What to produce: Return every line of the data below exactly, but do not include the images.

Information:
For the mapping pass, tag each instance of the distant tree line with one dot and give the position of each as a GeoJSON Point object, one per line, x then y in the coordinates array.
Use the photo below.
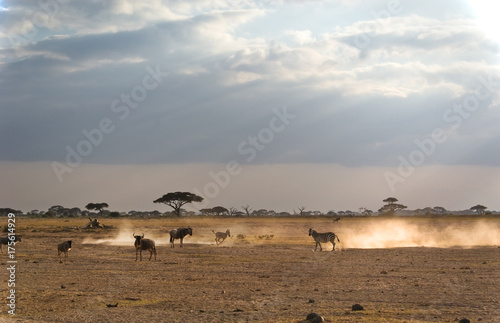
{"type": "Point", "coordinates": [176, 200]}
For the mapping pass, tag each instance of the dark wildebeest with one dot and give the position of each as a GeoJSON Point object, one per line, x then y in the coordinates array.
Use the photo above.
{"type": "Point", "coordinates": [323, 237]}
{"type": "Point", "coordinates": [144, 244]}
{"type": "Point", "coordinates": [221, 236]}
{"type": "Point", "coordinates": [6, 240]}
{"type": "Point", "coordinates": [64, 247]}
{"type": "Point", "coordinates": [179, 233]}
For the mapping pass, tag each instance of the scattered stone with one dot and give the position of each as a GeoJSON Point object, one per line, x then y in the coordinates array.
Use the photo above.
{"type": "Point", "coordinates": [314, 318]}
{"type": "Point", "coordinates": [357, 307]}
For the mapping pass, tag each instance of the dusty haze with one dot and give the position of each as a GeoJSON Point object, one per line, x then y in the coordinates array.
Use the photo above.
{"type": "Point", "coordinates": [362, 233]}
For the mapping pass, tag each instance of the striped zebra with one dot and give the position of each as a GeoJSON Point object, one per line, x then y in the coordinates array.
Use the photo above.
{"type": "Point", "coordinates": [323, 237]}
{"type": "Point", "coordinates": [221, 236]}
{"type": "Point", "coordinates": [179, 233]}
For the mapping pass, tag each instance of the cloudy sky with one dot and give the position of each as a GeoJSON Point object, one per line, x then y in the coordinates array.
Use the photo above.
{"type": "Point", "coordinates": [330, 105]}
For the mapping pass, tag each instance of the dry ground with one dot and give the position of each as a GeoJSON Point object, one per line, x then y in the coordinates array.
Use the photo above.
{"type": "Point", "coordinates": [251, 279]}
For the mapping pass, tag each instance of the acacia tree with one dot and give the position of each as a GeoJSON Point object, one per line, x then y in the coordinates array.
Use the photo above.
{"type": "Point", "coordinates": [247, 209]}
{"type": "Point", "coordinates": [97, 207]}
{"type": "Point", "coordinates": [479, 208]}
{"type": "Point", "coordinates": [218, 210]}
{"type": "Point", "coordinates": [177, 200]}
{"type": "Point", "coordinates": [391, 206]}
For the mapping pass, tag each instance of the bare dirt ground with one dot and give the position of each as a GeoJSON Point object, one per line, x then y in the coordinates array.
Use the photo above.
{"type": "Point", "coordinates": [266, 279]}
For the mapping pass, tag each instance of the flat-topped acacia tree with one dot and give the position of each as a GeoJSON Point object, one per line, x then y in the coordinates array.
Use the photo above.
{"type": "Point", "coordinates": [177, 199]}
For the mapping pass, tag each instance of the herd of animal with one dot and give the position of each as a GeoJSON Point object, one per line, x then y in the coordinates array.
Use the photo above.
{"type": "Point", "coordinates": [142, 243]}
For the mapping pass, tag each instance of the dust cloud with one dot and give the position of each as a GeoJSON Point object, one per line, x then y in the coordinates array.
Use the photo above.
{"type": "Point", "coordinates": [360, 233]}
{"type": "Point", "coordinates": [124, 237]}
{"type": "Point", "coordinates": [394, 233]}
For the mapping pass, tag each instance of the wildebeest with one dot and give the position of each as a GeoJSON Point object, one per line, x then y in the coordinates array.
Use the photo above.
{"type": "Point", "coordinates": [221, 236]}
{"type": "Point", "coordinates": [64, 247]}
{"type": "Point", "coordinates": [323, 237]}
{"type": "Point", "coordinates": [6, 240]}
{"type": "Point", "coordinates": [179, 233]}
{"type": "Point", "coordinates": [144, 244]}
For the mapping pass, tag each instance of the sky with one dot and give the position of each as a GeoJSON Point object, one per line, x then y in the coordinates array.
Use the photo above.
{"type": "Point", "coordinates": [327, 105]}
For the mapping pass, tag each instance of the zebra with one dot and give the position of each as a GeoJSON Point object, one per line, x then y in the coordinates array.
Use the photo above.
{"type": "Point", "coordinates": [221, 236]}
{"type": "Point", "coordinates": [323, 237]}
{"type": "Point", "coordinates": [63, 247]}
{"type": "Point", "coordinates": [141, 244]}
{"type": "Point", "coordinates": [179, 233]}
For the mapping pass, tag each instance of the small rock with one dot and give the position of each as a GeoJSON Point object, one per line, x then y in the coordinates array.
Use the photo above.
{"type": "Point", "coordinates": [357, 307]}
{"type": "Point", "coordinates": [314, 318]}
{"type": "Point", "coordinates": [310, 316]}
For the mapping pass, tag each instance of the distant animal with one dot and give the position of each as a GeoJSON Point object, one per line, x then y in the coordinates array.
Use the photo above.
{"type": "Point", "coordinates": [323, 237]}
{"type": "Point", "coordinates": [64, 247]}
{"type": "Point", "coordinates": [221, 236]}
{"type": "Point", "coordinates": [6, 240]}
{"type": "Point", "coordinates": [144, 244]}
{"type": "Point", "coordinates": [179, 233]}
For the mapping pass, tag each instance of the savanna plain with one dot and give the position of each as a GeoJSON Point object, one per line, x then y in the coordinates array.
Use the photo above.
{"type": "Point", "coordinates": [415, 269]}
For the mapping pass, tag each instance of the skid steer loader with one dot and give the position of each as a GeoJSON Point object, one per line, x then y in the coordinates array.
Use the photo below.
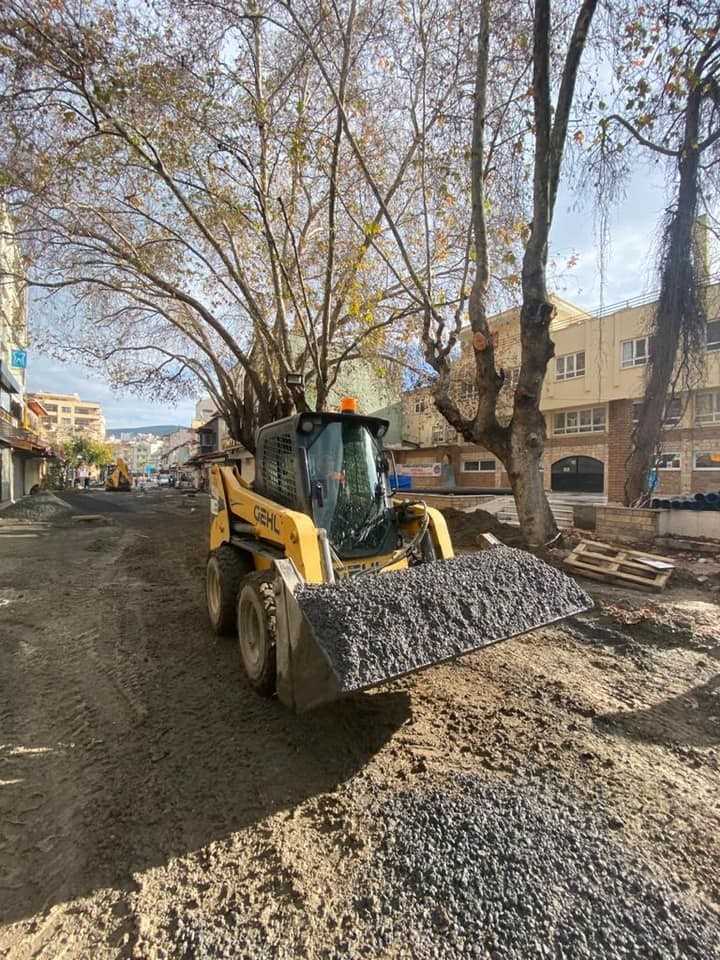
{"type": "Point", "coordinates": [332, 587]}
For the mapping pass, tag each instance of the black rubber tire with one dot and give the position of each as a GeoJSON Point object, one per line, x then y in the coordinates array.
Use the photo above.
{"type": "Point", "coordinates": [226, 567]}
{"type": "Point", "coordinates": [257, 632]}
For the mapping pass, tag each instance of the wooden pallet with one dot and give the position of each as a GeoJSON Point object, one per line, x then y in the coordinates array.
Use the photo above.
{"type": "Point", "coordinates": [600, 561]}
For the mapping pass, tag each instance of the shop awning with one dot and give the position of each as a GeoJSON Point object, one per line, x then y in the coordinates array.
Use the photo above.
{"type": "Point", "coordinates": [8, 383]}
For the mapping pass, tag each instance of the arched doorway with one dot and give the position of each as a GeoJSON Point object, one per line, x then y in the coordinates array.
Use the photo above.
{"type": "Point", "coordinates": [578, 475]}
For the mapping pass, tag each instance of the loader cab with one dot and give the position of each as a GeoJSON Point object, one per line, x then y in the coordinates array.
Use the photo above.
{"type": "Point", "coordinates": [331, 466]}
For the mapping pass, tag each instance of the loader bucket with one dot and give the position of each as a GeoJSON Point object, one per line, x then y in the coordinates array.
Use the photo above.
{"type": "Point", "coordinates": [337, 639]}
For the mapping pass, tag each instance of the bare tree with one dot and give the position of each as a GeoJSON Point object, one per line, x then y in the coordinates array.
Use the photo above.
{"type": "Point", "coordinates": [669, 93]}
{"type": "Point", "coordinates": [181, 180]}
{"type": "Point", "coordinates": [497, 125]}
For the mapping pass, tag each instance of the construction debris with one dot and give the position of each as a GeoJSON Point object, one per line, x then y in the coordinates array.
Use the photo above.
{"type": "Point", "coordinates": [601, 561]}
{"type": "Point", "coordinates": [375, 627]}
{"type": "Point", "coordinates": [39, 506]}
{"type": "Point", "coordinates": [514, 871]}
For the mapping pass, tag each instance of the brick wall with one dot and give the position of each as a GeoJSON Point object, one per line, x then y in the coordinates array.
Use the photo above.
{"type": "Point", "coordinates": [619, 431]}
{"type": "Point", "coordinates": [705, 481]}
{"type": "Point", "coordinates": [613, 524]}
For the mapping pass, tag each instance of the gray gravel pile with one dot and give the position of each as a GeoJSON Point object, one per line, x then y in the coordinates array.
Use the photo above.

Reply to the task:
For the mapping pass, tag each instance of the distant tree line with one dot and give the position of each as a GeoJSON Point object, one per line, x then y in the coordinates array.
Use the photo below.
{"type": "Point", "coordinates": [176, 200]}
For the mapping pass, tag each instance of the dark wildebeest with one dot and give the position of each as a GeoJSON Point object, one per line, x then y in the coordinates array.
Use the photo above.
{"type": "Point", "coordinates": [323, 237]}
{"type": "Point", "coordinates": [144, 244]}
{"type": "Point", "coordinates": [221, 236]}
{"type": "Point", "coordinates": [6, 240]}
{"type": "Point", "coordinates": [64, 247]}
{"type": "Point", "coordinates": [179, 233]}
For the mapping pass, tag each instance of the scattered stone with one dot and give the position of each as a GeoJSON Point object, one per line, x then y in the coordinates array.
Use the photo above.
{"type": "Point", "coordinates": [314, 318]}
{"type": "Point", "coordinates": [357, 307]}
For the mapping pass, tag each instance of the dusty haze with one dot and give the position of each as a GeoJSON Point object, one per line, x then y in the coordinates array.
Use the photo above.
{"type": "Point", "coordinates": [362, 233]}
For the mapping pass, tag each instance of the striped zebra with one dot and give the position of each as a GeoJSON Point object, one per line, x then y in the coordinates array.
Use the photo above.
{"type": "Point", "coordinates": [323, 237]}
{"type": "Point", "coordinates": [221, 236]}
{"type": "Point", "coordinates": [179, 233]}
For the mapping pass, tag each instance of the cloudy sky with one dot and give the position of each as a GeoJSON Point object, one per line, x then y in the coordinates array.
Use the photo above.
{"type": "Point", "coordinates": [330, 105]}
For the mapping pass, tag each instance of the dry ground with one dot and give the position of each as a GeoJSON Point object, one per line, x then y in the coordinates array.
Use the photo above.
{"type": "Point", "coordinates": [251, 279]}
For the mapping pass, tag each instance of the acacia tree with one dot and give the position of each as a GeoJSON Point object, one per line, x then y in the coordinates array.
Use the photo above.
{"type": "Point", "coordinates": [247, 209]}
{"type": "Point", "coordinates": [97, 207]}
{"type": "Point", "coordinates": [479, 208]}
{"type": "Point", "coordinates": [218, 210]}
{"type": "Point", "coordinates": [177, 200]}
{"type": "Point", "coordinates": [391, 206]}
For the mapping pass, tag each instance of the bare dirt ground with one dot and give the position of each as a GeoJSON Point object, one per line, x then y in the coordinates array.
Use the photo above.
{"type": "Point", "coordinates": [266, 279]}
For the mapping pass, tag each instance of the flat-topped acacia tree with one dot and give the position of each as a GeoJSON Point object, one per line, x then y in the coordinates array.
Use the photo above.
{"type": "Point", "coordinates": [177, 199]}
For the mapping pass, tag each instance of the herd of animal with one dot and give the position of each as a GeoJSON Point object, one per line, x then y in the coordinates array.
Use the photo above.
{"type": "Point", "coordinates": [142, 243]}
For the mapping pass, tag each instance of the dust cloud with one dot and give the position of each as a GeoJSON Point object, one per line, x then y in the coordinates array.
Use the photo above.
{"type": "Point", "coordinates": [360, 233]}
{"type": "Point", "coordinates": [124, 237]}
{"type": "Point", "coordinates": [394, 233]}
For the mapping pass, tag each instance of the wildebeest with one dot and give the position of each as a GeoJSON Point object, one per line, x then y in the coordinates array.
Use the photo above.
{"type": "Point", "coordinates": [221, 236]}
{"type": "Point", "coordinates": [64, 247]}
{"type": "Point", "coordinates": [323, 237]}
{"type": "Point", "coordinates": [6, 240]}
{"type": "Point", "coordinates": [179, 233]}
{"type": "Point", "coordinates": [144, 244]}
For the mapping pass, tag each instance of the sky with one dot and give the position of each as a GeoJSON Point object, one per line, x then y in the coordinates array.
Use the photo above.
{"type": "Point", "coordinates": [327, 105]}
For the mapping pass, tag each instance of the zebra with one dot and give the position of each as a GeoJSON Point object, one per line, x then y in the coordinates array.
Use the photo above.
{"type": "Point", "coordinates": [221, 236]}
{"type": "Point", "coordinates": [323, 237]}
{"type": "Point", "coordinates": [63, 247]}
{"type": "Point", "coordinates": [141, 244]}
{"type": "Point", "coordinates": [179, 233]}
For the mapping pass, tag each instance of the small rock with one dot and give the position of each as a GeoJSON Point object, one per line, x then y in the coordinates array.
Use the photo above.
{"type": "Point", "coordinates": [357, 307]}
{"type": "Point", "coordinates": [314, 318]}
{"type": "Point", "coordinates": [310, 316]}
For the mapping pass, tag each instance of the distant animal with one dot and give the position of each as a GeoJSON Point object, one per line, x then y in the coordinates array.
Use the photo above.
{"type": "Point", "coordinates": [323, 237]}
{"type": "Point", "coordinates": [64, 247]}
{"type": "Point", "coordinates": [221, 236]}
{"type": "Point", "coordinates": [6, 240]}
{"type": "Point", "coordinates": [144, 244]}
{"type": "Point", "coordinates": [179, 233]}
For the mapping pass, tag each instance of the savanna plain with one dot and give the position of each as a GeoJSON Point object, one per line, x then y in the coordinates array.
Use the photo above.
{"type": "Point", "coordinates": [415, 269]}
For the mapping pass, tag each instance of the skid steer loader with one dot and give the position of each as a GeoJSON Point object, one per line, x then y in the coordinates array.
Use the photo below.
{"type": "Point", "coordinates": [332, 587]}
For the mapping pass, tag each instance of the black rubber tire with one dot and give the position of each as a GeoJSON Point object, one per line, x then y in the coordinates array.
Use the photo above.
{"type": "Point", "coordinates": [226, 567]}
{"type": "Point", "coordinates": [257, 632]}
For the mapping pass, tag each instance of the wooden pallet with one dot and give the position of each as a GeoJSON Point object, one per line, x then y in the coordinates array.
Use the photo above.
{"type": "Point", "coordinates": [600, 561]}
For the mapping pass, tag each instance of the shop awning with one dot and give the position of each as a GeoJSON Point object, one per line, x then y in the coordinates array.
Use the photo above.
{"type": "Point", "coordinates": [8, 383]}
For the mapping pass, tag each instance of the arched doorway with one dot and give the position of each as a GeoJSON Point object, one per line, x then y in the coordinates array.
Use the photo above.
{"type": "Point", "coordinates": [578, 475]}
For the mapping pass, tag each instance of the loader cab with one dot and give the position of each as a GeoJSON Point object, one per line, x then y in the coordinates array.
Use the photo above.
{"type": "Point", "coordinates": [331, 466]}
For the mapping pass, tag each instance of the loader bucket with one dot and give the position of each as a GeoJSON Point object, one per line, x then y in the coordinates array.
Use the photo above.
{"type": "Point", "coordinates": [337, 639]}
For the mapping pass, tag each instance of the bare tree with one dot and give the position of each as a GeoJSON Point object, one per line, x then y in the coordinates array.
Use the photo above.
{"type": "Point", "coordinates": [669, 93]}
{"type": "Point", "coordinates": [181, 180]}
{"type": "Point", "coordinates": [497, 125]}
For the mapping pass, tag each instance of the construction debris with one dot and give the position of each as a GeoJSON Point object, one per line, x then y in the coordinates array.
Use the photo above.
{"type": "Point", "coordinates": [601, 561]}
{"type": "Point", "coordinates": [375, 627]}
{"type": "Point", "coordinates": [39, 506]}
{"type": "Point", "coordinates": [514, 871]}
For the mapping pass, tag each instance of the brick wall with one dot and give the position of each as a GeoJSON Point object, one per line, x then y in the coordinates array.
Use the photo above.
{"type": "Point", "coordinates": [619, 431]}
{"type": "Point", "coordinates": [705, 481]}
{"type": "Point", "coordinates": [613, 524]}
For the mapping pass, tag each instance of the gray gravel pile with one dot and give the position of each as a GeoJSON Point object, one per line, x then y in the coordinates array.
Use the photo above.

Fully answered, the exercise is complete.